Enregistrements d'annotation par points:
---------------
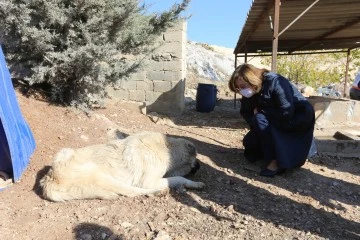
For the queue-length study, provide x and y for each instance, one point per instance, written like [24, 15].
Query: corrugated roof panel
[329, 24]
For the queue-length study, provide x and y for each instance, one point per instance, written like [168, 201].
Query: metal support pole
[298, 17]
[346, 72]
[275, 36]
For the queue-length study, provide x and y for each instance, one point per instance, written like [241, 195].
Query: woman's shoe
[271, 173]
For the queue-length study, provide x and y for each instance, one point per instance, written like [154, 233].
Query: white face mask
[247, 92]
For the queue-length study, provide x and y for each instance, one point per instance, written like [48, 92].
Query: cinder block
[162, 86]
[128, 85]
[137, 95]
[152, 96]
[173, 66]
[354, 111]
[152, 65]
[173, 75]
[144, 85]
[156, 75]
[118, 93]
[138, 76]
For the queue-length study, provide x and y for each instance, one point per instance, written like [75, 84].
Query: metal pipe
[346, 72]
[275, 35]
[297, 18]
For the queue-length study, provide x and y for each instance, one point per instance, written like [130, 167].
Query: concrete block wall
[161, 83]
[335, 113]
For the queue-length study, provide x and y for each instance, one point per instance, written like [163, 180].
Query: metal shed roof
[327, 25]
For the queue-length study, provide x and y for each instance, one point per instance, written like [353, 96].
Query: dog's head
[183, 158]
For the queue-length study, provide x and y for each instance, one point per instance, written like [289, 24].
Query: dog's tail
[52, 183]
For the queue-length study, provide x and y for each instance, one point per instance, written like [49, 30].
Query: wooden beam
[256, 24]
[335, 30]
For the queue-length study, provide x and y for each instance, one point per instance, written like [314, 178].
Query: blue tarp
[16, 139]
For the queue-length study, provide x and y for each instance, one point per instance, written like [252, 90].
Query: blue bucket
[205, 97]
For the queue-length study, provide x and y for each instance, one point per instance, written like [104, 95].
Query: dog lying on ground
[143, 163]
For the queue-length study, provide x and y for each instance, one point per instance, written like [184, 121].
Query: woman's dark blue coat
[290, 117]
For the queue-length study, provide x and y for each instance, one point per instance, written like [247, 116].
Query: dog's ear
[191, 148]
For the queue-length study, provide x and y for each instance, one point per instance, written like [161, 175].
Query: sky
[215, 22]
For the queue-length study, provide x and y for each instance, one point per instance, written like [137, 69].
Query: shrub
[79, 46]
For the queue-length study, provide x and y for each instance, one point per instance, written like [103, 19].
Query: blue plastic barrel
[206, 97]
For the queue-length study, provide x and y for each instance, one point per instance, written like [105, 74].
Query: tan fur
[144, 163]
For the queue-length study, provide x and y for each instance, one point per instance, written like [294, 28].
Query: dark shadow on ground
[349, 165]
[261, 203]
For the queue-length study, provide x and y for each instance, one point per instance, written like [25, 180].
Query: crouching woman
[281, 119]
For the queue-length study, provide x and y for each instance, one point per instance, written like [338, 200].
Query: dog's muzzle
[195, 168]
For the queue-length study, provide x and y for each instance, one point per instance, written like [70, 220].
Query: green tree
[309, 69]
[79, 46]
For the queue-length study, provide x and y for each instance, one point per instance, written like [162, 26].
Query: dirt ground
[319, 201]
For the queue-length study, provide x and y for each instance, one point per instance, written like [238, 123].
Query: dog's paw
[196, 185]
[160, 193]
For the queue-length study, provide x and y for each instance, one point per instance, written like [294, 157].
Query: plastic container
[206, 97]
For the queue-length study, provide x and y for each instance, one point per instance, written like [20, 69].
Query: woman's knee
[261, 123]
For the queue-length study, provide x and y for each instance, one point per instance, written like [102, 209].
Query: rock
[126, 225]
[86, 236]
[162, 235]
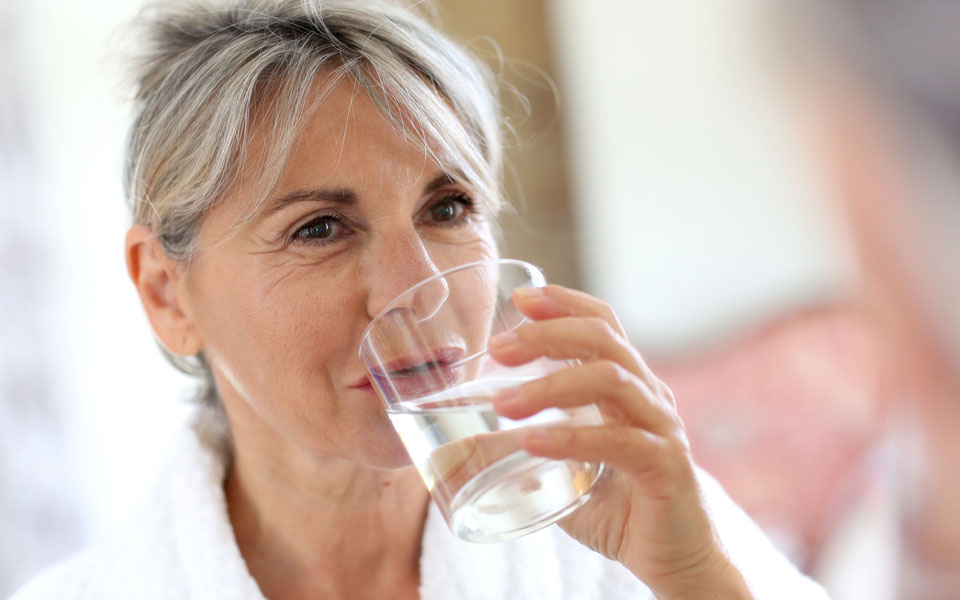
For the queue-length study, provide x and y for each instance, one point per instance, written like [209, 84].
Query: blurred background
[765, 191]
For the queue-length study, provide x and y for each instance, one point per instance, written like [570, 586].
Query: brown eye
[318, 230]
[450, 210]
[446, 210]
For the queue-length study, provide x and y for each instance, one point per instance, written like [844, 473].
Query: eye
[451, 209]
[321, 229]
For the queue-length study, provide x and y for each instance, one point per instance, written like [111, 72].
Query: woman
[293, 167]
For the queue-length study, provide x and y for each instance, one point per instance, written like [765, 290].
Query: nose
[398, 264]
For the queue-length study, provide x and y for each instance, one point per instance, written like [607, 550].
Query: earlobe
[157, 279]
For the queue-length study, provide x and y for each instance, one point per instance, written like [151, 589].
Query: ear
[158, 281]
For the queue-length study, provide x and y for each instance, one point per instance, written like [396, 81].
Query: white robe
[180, 545]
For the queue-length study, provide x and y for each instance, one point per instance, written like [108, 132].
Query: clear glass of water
[426, 355]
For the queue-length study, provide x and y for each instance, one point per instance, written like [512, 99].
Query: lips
[413, 376]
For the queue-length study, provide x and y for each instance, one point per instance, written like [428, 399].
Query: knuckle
[613, 373]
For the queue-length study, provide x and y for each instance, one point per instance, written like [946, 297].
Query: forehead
[347, 139]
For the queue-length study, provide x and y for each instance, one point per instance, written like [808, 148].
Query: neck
[311, 525]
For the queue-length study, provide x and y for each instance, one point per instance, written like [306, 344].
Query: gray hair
[210, 69]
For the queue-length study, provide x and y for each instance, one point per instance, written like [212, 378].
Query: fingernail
[502, 340]
[508, 396]
[530, 293]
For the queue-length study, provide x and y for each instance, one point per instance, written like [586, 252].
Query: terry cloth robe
[180, 544]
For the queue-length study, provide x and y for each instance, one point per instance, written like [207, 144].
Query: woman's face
[359, 215]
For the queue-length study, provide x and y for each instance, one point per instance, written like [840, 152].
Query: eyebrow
[340, 196]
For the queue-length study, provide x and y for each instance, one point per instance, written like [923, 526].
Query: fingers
[627, 449]
[584, 338]
[553, 301]
[621, 396]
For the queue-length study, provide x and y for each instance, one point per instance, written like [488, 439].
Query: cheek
[273, 338]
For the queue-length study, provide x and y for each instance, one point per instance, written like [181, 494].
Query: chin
[380, 447]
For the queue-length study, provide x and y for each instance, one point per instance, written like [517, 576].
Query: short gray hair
[210, 68]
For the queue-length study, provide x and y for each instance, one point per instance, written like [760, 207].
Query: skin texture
[320, 494]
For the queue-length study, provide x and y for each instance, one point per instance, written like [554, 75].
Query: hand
[650, 514]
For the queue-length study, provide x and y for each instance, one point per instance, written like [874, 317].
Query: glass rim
[392, 304]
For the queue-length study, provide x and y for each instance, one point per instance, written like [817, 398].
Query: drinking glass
[426, 356]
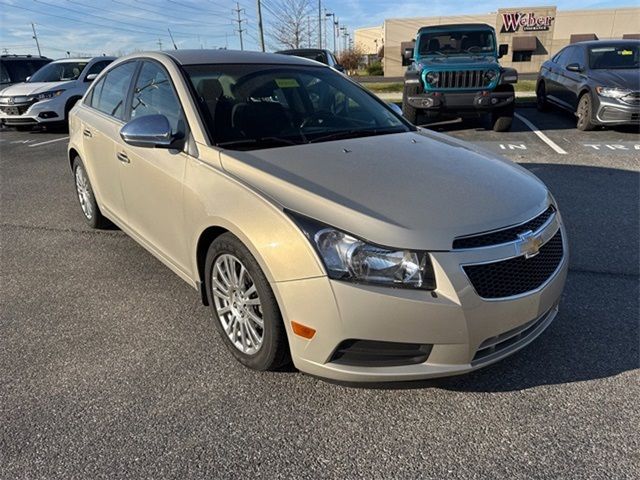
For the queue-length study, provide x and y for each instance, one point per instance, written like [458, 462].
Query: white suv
[48, 95]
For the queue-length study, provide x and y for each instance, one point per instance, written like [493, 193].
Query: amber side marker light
[303, 330]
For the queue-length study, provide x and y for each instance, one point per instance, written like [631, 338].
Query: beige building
[532, 33]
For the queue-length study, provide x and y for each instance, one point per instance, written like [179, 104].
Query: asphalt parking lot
[111, 368]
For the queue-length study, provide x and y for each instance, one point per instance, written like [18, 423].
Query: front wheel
[502, 118]
[86, 197]
[244, 306]
[585, 114]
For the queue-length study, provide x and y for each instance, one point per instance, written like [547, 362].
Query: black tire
[409, 112]
[502, 118]
[92, 215]
[584, 113]
[274, 351]
[541, 98]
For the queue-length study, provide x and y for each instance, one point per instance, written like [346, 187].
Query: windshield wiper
[355, 133]
[257, 142]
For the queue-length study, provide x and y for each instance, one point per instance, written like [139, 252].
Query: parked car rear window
[262, 103]
[110, 93]
[57, 72]
[614, 57]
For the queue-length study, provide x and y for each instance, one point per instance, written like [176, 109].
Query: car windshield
[58, 71]
[264, 106]
[613, 57]
[456, 43]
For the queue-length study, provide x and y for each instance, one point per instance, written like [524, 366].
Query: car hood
[464, 61]
[622, 78]
[415, 190]
[32, 88]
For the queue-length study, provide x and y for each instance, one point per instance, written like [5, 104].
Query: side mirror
[150, 131]
[407, 56]
[395, 108]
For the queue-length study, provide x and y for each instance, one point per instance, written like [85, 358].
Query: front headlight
[432, 77]
[46, 95]
[612, 92]
[352, 259]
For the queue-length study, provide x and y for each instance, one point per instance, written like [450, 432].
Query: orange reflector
[302, 330]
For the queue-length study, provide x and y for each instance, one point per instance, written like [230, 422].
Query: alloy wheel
[83, 188]
[237, 304]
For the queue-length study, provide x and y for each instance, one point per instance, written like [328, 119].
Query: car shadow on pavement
[596, 333]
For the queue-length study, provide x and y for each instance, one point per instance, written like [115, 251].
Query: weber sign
[528, 22]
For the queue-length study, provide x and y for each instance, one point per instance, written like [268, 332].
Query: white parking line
[540, 135]
[49, 141]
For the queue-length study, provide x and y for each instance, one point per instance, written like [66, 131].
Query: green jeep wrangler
[455, 69]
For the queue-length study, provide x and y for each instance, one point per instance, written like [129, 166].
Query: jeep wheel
[502, 118]
[584, 113]
[409, 112]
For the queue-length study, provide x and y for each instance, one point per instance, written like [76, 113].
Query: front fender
[213, 198]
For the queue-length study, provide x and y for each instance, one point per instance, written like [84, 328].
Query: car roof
[199, 57]
[82, 59]
[605, 43]
[458, 27]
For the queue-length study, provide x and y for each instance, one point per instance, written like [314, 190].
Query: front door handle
[123, 157]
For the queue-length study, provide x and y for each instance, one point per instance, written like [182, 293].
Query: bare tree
[293, 28]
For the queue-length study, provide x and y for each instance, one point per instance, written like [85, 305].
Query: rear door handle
[123, 157]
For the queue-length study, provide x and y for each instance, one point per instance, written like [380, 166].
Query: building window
[522, 56]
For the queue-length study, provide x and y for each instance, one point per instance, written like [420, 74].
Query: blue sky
[85, 27]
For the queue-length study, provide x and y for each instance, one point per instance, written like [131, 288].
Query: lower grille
[15, 109]
[369, 353]
[462, 79]
[498, 345]
[516, 275]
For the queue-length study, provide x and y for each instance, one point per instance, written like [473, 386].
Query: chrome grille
[505, 235]
[461, 79]
[518, 275]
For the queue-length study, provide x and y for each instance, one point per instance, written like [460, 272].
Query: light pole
[334, 23]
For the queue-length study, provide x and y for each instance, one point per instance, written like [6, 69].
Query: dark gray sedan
[599, 81]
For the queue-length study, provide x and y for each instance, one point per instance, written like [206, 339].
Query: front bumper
[32, 113]
[461, 101]
[464, 332]
[613, 112]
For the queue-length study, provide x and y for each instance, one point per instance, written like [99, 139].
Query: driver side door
[152, 178]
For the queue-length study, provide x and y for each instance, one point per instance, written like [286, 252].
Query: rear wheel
[541, 98]
[585, 114]
[244, 306]
[409, 112]
[87, 199]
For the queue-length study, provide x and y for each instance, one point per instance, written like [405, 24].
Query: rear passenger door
[101, 118]
[152, 178]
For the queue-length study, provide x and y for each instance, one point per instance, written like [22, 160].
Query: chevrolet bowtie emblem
[530, 243]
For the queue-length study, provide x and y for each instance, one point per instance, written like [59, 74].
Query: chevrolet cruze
[319, 225]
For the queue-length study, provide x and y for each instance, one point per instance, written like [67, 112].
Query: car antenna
[172, 40]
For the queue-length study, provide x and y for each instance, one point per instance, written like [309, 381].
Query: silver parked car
[317, 223]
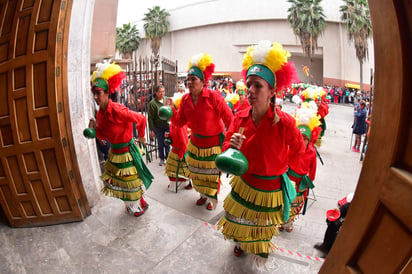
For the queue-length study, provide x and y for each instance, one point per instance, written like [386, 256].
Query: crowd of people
[206, 119]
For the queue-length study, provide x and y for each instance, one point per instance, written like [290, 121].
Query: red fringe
[115, 81]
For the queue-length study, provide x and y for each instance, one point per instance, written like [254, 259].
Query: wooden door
[376, 236]
[39, 177]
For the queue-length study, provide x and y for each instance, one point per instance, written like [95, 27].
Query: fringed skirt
[121, 179]
[297, 205]
[252, 216]
[202, 169]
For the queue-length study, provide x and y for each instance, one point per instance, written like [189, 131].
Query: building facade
[225, 28]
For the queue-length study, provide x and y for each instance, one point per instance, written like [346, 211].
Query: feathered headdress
[177, 98]
[107, 76]
[270, 62]
[201, 65]
[308, 121]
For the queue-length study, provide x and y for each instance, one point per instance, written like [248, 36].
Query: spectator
[157, 126]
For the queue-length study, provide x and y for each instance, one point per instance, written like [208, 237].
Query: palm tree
[355, 15]
[156, 26]
[127, 40]
[308, 23]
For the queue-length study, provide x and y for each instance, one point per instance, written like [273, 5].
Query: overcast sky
[134, 10]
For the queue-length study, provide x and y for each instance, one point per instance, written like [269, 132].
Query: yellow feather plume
[274, 56]
[201, 60]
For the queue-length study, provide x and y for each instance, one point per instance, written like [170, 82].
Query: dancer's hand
[92, 123]
[236, 140]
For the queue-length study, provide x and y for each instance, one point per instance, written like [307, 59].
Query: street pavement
[175, 235]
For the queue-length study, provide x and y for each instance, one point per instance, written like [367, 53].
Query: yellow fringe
[261, 218]
[202, 177]
[120, 171]
[240, 232]
[201, 164]
[266, 199]
[125, 182]
[130, 196]
[120, 158]
[203, 152]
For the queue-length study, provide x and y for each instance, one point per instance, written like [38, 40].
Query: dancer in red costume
[125, 177]
[260, 199]
[176, 166]
[208, 114]
[304, 173]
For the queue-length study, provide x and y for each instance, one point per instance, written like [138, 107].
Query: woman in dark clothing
[359, 125]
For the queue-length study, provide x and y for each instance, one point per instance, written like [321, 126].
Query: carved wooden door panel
[39, 178]
[377, 234]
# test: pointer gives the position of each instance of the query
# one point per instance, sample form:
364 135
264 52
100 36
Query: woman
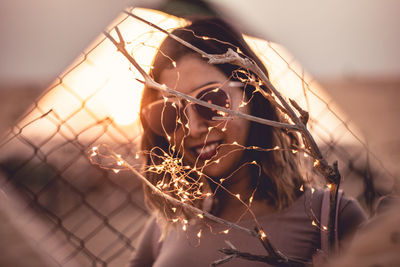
238 170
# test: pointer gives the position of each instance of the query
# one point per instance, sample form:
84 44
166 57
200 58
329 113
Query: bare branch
261 258
171 199
330 173
153 84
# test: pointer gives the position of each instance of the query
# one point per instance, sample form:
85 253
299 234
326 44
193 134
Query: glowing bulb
263 235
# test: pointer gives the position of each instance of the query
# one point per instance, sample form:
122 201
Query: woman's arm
351 216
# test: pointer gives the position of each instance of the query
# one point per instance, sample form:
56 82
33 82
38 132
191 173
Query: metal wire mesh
91 216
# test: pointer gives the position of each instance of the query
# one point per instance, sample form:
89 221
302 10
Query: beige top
290 230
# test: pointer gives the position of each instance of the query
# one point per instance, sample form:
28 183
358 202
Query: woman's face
207 141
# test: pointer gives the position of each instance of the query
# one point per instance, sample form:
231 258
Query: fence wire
92 217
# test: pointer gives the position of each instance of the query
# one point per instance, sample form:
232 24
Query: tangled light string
185 184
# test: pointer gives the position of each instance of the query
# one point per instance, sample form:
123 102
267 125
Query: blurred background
89 216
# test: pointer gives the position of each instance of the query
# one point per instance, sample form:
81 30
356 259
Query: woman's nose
197 125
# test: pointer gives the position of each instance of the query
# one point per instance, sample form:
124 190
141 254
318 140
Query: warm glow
104 83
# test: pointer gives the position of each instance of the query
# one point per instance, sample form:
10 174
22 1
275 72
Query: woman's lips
206 151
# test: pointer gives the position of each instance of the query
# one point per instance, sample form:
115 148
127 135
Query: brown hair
280 176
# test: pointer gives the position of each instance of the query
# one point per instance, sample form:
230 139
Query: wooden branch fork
330 173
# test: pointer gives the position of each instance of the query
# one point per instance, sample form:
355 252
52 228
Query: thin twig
175 201
261 258
331 173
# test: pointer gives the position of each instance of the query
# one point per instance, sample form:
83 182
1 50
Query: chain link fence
89 216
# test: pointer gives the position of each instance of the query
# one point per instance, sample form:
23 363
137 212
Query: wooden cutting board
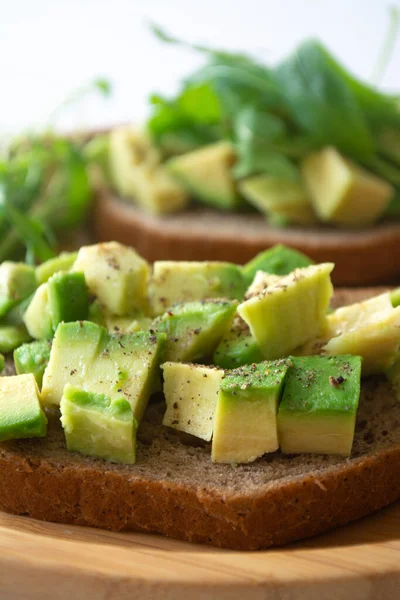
46 561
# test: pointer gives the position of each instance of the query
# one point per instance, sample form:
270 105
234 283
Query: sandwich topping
249 359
---------------
Description de l'exercice> Renvoie toutes les lignes du listing ci-dessus qui contiennent la chaîne « fence ». La casse compte.

Réponse rédigée>
Query: fence wire
Query: chain link fence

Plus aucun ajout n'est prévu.